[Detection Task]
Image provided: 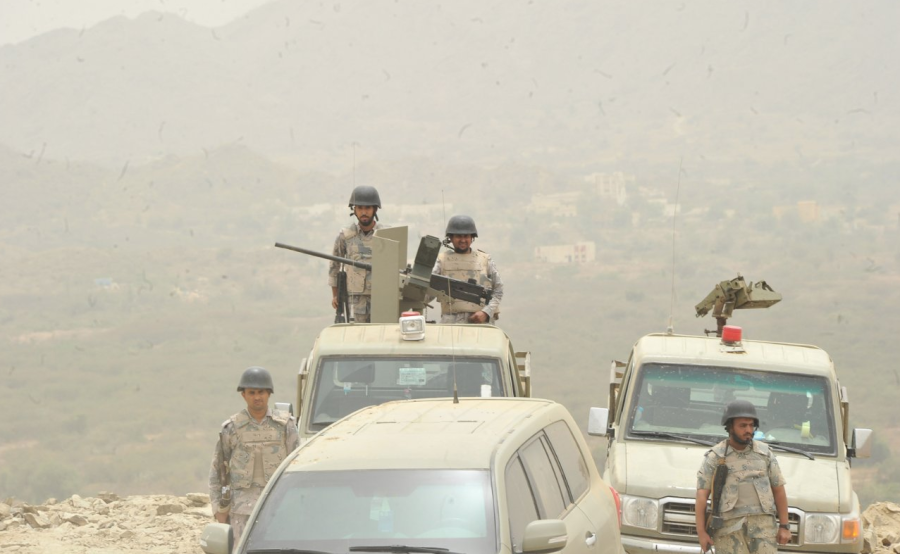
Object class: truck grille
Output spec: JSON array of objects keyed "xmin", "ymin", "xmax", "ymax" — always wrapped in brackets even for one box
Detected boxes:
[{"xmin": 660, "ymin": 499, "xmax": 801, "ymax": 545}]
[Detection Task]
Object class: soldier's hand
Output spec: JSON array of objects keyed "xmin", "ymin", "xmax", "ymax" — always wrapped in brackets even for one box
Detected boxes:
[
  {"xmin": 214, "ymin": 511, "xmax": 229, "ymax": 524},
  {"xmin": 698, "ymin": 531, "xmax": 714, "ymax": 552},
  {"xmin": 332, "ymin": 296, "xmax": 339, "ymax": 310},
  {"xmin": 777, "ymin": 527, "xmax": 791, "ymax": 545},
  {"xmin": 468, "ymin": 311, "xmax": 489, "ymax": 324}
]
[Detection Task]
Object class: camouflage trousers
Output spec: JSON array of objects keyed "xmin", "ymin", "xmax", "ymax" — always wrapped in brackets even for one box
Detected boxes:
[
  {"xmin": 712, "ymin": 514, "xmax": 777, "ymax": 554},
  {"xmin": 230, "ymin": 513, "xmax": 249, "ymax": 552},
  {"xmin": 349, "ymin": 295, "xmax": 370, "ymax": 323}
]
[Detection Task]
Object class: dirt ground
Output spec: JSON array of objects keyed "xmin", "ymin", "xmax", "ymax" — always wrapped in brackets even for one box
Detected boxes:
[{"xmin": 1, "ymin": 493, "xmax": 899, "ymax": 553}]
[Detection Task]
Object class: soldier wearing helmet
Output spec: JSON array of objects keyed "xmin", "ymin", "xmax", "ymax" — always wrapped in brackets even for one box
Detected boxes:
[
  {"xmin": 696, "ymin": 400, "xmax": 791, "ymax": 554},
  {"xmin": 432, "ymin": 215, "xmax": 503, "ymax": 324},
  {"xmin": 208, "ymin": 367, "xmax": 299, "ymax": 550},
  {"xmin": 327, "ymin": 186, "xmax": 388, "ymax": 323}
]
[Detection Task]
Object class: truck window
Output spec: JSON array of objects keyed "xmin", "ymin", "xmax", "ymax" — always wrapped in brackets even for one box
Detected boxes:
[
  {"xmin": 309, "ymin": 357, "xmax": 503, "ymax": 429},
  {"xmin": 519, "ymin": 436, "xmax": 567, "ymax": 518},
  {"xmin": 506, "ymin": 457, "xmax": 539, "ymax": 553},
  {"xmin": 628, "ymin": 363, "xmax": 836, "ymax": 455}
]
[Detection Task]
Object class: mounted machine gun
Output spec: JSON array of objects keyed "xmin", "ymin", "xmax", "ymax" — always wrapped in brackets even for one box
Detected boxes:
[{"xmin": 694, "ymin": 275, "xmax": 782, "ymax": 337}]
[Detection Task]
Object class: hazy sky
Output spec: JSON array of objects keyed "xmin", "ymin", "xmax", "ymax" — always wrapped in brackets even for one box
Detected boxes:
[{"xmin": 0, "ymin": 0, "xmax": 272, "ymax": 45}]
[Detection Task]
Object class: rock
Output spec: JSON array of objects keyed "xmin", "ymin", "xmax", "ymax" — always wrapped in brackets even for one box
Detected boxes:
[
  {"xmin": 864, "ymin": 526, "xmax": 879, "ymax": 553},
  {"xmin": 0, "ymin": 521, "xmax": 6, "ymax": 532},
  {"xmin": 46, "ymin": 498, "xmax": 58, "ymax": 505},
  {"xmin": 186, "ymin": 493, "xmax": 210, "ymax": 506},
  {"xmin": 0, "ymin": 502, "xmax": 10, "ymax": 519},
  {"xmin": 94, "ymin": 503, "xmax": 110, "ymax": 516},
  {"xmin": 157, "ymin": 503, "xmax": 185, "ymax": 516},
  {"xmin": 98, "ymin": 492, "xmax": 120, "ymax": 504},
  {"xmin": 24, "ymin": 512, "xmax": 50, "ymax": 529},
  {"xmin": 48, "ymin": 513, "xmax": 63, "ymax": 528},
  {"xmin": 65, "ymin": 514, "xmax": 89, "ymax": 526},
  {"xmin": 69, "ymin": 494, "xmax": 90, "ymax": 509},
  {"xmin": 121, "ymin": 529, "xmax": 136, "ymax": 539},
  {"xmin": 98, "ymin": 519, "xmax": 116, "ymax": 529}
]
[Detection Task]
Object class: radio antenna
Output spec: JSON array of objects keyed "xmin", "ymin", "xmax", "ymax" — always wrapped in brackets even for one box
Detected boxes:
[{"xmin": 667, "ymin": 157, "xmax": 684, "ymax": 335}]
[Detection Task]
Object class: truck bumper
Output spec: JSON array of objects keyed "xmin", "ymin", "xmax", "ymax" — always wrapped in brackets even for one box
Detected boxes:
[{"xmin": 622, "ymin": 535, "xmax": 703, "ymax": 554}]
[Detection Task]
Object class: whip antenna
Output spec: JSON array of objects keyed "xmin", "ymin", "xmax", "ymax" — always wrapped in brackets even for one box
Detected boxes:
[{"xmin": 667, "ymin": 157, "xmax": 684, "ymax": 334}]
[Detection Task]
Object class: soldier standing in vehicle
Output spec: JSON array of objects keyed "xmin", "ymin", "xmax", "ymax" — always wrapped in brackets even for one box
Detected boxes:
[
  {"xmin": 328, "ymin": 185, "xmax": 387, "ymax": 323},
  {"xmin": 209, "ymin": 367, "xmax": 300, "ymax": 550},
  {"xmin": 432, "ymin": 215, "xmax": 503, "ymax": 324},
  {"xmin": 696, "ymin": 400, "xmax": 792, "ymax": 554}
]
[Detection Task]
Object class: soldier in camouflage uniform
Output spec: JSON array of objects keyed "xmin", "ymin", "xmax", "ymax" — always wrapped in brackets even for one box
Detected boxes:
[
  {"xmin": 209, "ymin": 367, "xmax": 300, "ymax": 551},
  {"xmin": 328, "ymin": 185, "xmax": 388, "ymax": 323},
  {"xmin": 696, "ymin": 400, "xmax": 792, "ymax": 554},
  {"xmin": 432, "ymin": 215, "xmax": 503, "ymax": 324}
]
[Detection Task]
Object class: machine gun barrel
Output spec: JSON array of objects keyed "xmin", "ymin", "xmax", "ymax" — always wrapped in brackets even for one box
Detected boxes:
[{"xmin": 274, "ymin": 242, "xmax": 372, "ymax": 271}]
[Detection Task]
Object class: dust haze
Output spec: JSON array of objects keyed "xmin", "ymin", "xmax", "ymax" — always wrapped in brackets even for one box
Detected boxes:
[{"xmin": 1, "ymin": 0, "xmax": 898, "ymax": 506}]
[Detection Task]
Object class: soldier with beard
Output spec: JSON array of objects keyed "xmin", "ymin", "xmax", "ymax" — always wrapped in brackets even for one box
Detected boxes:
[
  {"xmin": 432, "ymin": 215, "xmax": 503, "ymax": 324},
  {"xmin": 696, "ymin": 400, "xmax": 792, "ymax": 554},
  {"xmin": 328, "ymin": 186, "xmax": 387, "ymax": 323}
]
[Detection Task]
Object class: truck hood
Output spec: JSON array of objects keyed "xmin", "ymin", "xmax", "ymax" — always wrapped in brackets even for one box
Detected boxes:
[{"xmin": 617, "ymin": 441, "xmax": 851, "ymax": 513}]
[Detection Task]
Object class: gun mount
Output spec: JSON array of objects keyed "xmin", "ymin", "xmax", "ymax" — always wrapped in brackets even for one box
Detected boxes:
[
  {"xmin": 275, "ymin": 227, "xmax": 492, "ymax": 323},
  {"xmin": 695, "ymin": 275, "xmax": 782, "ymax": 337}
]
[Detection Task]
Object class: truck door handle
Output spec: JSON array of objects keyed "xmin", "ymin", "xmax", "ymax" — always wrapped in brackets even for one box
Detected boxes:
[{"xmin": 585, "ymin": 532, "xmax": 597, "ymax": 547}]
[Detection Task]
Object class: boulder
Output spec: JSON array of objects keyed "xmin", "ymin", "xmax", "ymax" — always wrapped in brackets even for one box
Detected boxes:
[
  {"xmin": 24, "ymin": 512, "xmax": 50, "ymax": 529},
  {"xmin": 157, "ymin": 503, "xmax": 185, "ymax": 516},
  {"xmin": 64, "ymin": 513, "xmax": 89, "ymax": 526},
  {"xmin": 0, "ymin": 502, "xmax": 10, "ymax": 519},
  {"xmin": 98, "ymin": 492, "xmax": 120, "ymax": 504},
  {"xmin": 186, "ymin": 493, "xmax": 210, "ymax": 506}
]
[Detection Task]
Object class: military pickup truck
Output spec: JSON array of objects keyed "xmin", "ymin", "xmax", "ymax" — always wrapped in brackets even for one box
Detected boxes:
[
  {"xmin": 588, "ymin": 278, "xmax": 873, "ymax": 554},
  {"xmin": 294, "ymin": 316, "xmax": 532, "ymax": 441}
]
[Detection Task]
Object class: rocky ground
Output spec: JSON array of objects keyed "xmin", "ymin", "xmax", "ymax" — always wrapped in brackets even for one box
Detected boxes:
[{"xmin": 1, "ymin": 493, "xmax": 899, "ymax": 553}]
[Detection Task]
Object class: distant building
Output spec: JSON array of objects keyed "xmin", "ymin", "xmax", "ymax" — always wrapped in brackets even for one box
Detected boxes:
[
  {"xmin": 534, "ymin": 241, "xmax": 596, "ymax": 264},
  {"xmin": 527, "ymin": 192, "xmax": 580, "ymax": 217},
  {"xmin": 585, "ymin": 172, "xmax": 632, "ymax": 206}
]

------------------------

*WHAT IS REQUIRED*: Restate exactly, please, only the lines between the start of the data and the line containing "Object class: mounted machine gun", both ends included, skipping the pictures.

*EXPECTED OUTPUT*:
[Detection Task]
Image provided: 
Object class: truck grille
Output spec: JSON array of objects keyed "xmin", "ymin", "xmax", "ymax" — always wrapped in brackets even for one box
Detected boxes:
[{"xmin": 660, "ymin": 499, "xmax": 801, "ymax": 545}]
[Detection Task]
Object class: soldier's hand
Output spec: JSON array of objects keyed "xmin", "ymin", "xmax", "ymax" — always wrapped in brackets even for one box
Detected boxes:
[
  {"xmin": 214, "ymin": 511, "xmax": 229, "ymax": 524},
  {"xmin": 698, "ymin": 531, "xmax": 714, "ymax": 552},
  {"xmin": 332, "ymin": 296, "xmax": 339, "ymax": 310},
  {"xmin": 777, "ymin": 527, "xmax": 791, "ymax": 545},
  {"xmin": 468, "ymin": 311, "xmax": 489, "ymax": 324}
]
[Detection Task]
Object class: camouflage trousers
Output spec: JSON array of objects keyed "xmin", "ymin", "xmax", "ymax" — always wrapped in brackets even for one box
Detected boxes:
[
  {"xmin": 712, "ymin": 514, "xmax": 777, "ymax": 554},
  {"xmin": 230, "ymin": 513, "xmax": 249, "ymax": 552},
  {"xmin": 349, "ymin": 295, "xmax": 370, "ymax": 323}
]
[Detection Task]
Object class: dirt ground
Output spec: JSON array of objects keyed "xmin", "ymin", "xmax", "ymax" — always wrapped in brackets even for one box
Detected boxes:
[{"xmin": 1, "ymin": 493, "xmax": 899, "ymax": 553}]
[Detection Task]
Object class: soldier wearing helmet
Output spec: JSON array of objects keyed "xmin", "ymin", "xmax", "ymax" — always wrapped in brackets even for one box
Detected boxes:
[
  {"xmin": 696, "ymin": 400, "xmax": 791, "ymax": 554},
  {"xmin": 432, "ymin": 215, "xmax": 503, "ymax": 324},
  {"xmin": 208, "ymin": 367, "xmax": 299, "ymax": 550},
  {"xmin": 327, "ymin": 186, "xmax": 388, "ymax": 323}
]
[Detection Task]
Object class: truck window
Output spec: JSON array of objects keyed "xmin", "ymin", "xmax", "ymax" — always wrapped in brackets even for one box
Detected boxes:
[
  {"xmin": 309, "ymin": 357, "xmax": 503, "ymax": 429},
  {"xmin": 519, "ymin": 436, "xmax": 567, "ymax": 518},
  {"xmin": 506, "ymin": 457, "xmax": 539, "ymax": 553},
  {"xmin": 628, "ymin": 363, "xmax": 836, "ymax": 455}
]
[Detection Task]
Object class: mounted machine gun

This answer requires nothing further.